--- Begin RECORDS PROVIDED ---

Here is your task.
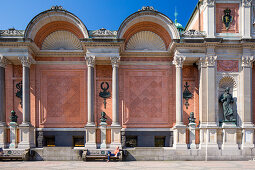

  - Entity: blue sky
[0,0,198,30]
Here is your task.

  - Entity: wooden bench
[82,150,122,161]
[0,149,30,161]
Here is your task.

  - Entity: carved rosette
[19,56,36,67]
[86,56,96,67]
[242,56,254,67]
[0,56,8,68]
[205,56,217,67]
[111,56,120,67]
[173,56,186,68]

--- End RECORDS PROVIDED ---

[EXERCISE INSTRUCTIONS]: Pull out every line of the records above word for word, leaving out the pictures.

[RESULT FOR THIS TASK]:
Here is your task.

  - Entity: blue sky
[0,0,198,30]
Here is your task.

  - Entity: wooden bench
[82,150,122,161]
[0,149,30,161]
Here is your task.

  - Entity: carved rosette
[19,56,36,67]
[86,56,96,67]
[242,56,254,67]
[0,56,8,68]
[205,56,217,67]
[111,56,120,67]
[173,56,186,68]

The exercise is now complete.